If you want to change the world, Start at home!

If you want to change the world, Start at home!

Crawford McLaren is the current Chairman of Strathearn JAC and is part of the Agri and Rural Affairs Committee. He works on the Family beef and arable farm near Crieff.

If you want to change the world, Start at home!

During the past year amid this Pandemic, one of the major things I think everyone has learned is that Local is King. Whether that be buying from your local small retailer to support them or just realising how beautiful a country we live in. Waiting to be explored by its own inhabitants.

When you stay local you can reduce your carbon footprint at the same time. Visiting new places at home rather than jumping on a plane for a sunny holiday. Being carful as to what food you are buying, making sure it has not been flown or shipped from the other side of the world.

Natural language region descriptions
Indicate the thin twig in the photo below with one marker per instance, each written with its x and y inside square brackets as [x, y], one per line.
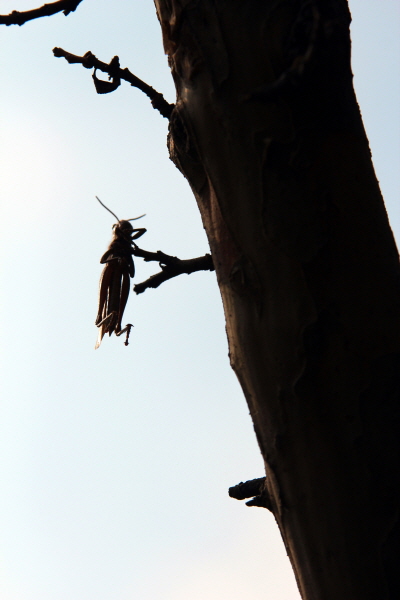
[171, 266]
[19, 18]
[89, 61]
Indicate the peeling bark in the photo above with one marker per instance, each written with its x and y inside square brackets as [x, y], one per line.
[268, 133]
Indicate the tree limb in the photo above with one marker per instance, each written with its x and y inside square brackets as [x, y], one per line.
[89, 61]
[19, 18]
[171, 267]
[253, 487]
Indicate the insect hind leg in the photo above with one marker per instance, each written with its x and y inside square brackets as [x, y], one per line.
[127, 330]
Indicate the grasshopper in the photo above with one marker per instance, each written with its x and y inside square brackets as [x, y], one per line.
[114, 280]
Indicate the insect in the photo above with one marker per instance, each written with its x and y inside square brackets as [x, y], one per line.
[114, 281]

## What you will do
[1] According to the piece on staying local, what kind of farm does Crawford McLaren work on, and where is it?
[2] Say whether each statement agrees with the piece on staying local, answering yes or no and quoting the deciding words: (a) Crawford McLaren is the current Chairman of Strathearn JAC. (b) The writer recommends taking a plane abroad for a sunny holiday. (c) Staying local can reduce one's carbon footprint.

## Answers to the tasks
[1] He works on the family beef and arable farm near Crieff.

[2]
(a) Yes: "Crawford McLaren is the current Chairman of Strathearn JAC"
(b) No: "Visiting new places at home rather than jumping on a plane for a sunny holiday."
(c) Yes: "When you stay local you can reduce your carbon footprint at the same time."